▸ **Stored records**

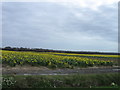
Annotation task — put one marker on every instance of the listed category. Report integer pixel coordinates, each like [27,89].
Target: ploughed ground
[33,70]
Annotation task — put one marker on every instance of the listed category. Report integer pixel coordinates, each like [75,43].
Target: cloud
[69,26]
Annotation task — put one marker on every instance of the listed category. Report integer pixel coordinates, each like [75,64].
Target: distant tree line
[59,51]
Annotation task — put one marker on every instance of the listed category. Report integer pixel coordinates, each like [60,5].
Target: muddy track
[28,70]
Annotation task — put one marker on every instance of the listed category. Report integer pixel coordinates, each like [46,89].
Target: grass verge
[110,80]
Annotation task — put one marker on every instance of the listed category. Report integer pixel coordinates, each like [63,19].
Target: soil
[32,70]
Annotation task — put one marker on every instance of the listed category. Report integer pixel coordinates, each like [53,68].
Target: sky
[77,25]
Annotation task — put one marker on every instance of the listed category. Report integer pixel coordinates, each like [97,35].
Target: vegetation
[83,81]
[49,59]
[58,51]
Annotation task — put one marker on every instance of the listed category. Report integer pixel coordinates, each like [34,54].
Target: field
[57,60]
[53,62]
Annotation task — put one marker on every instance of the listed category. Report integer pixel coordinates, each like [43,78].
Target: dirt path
[29,70]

▸ **Aim of the task**
Rewrite all of the records above with every "marker" replaced by "point" and nothing else changed. Leave the pictures out.

▸ **Final result**
Annotation task — put one point on every instance of the listed category. Report integer pixel coordinates, each like [27,89].
Target: ploughed ground
[33,70]
Annotation task — put one point on every instance of the listed category. Report integer pixel coordinates, each like [75,43].
Target: cloud
[69,26]
Annotation task — put one point on every instance of the listed category. Report integer pixel coordinates, each like [75,64].
Target: distant tree line
[59,51]
Annotation task — put one point on every instance of the listed category. Report integer pixel coordinates, each like [60,5].
Target: muddy track
[28,70]
Annotation task — put one point on every instance of the listed category. Report integer pixel coordinates, each like [46,89].
Target: grass verge
[110,80]
Annotation task — put one point on every instance of the listed category. Report integer pixel coordinates, each like [63,19].
Target: soil
[32,70]
Annotation task — put one point on every instance of the listed category. Report integer pixel coordinates, each like [53,68].
Target: sky
[77,25]
Annotation task — put one point on every instance of the listed category. Report integer pixel coordinates, each like [97,35].
Target: vegetation
[83,81]
[49,59]
[58,51]
Annotation task — put one point on every instance of the listed category. Report integer pixel coordinates, each like [34,54].
Target: field
[57,60]
[53,62]
Annotation task — put one point on every instance of the listed category. Report integer pixel coordinates, each like [43,78].
Target: dirt path
[29,70]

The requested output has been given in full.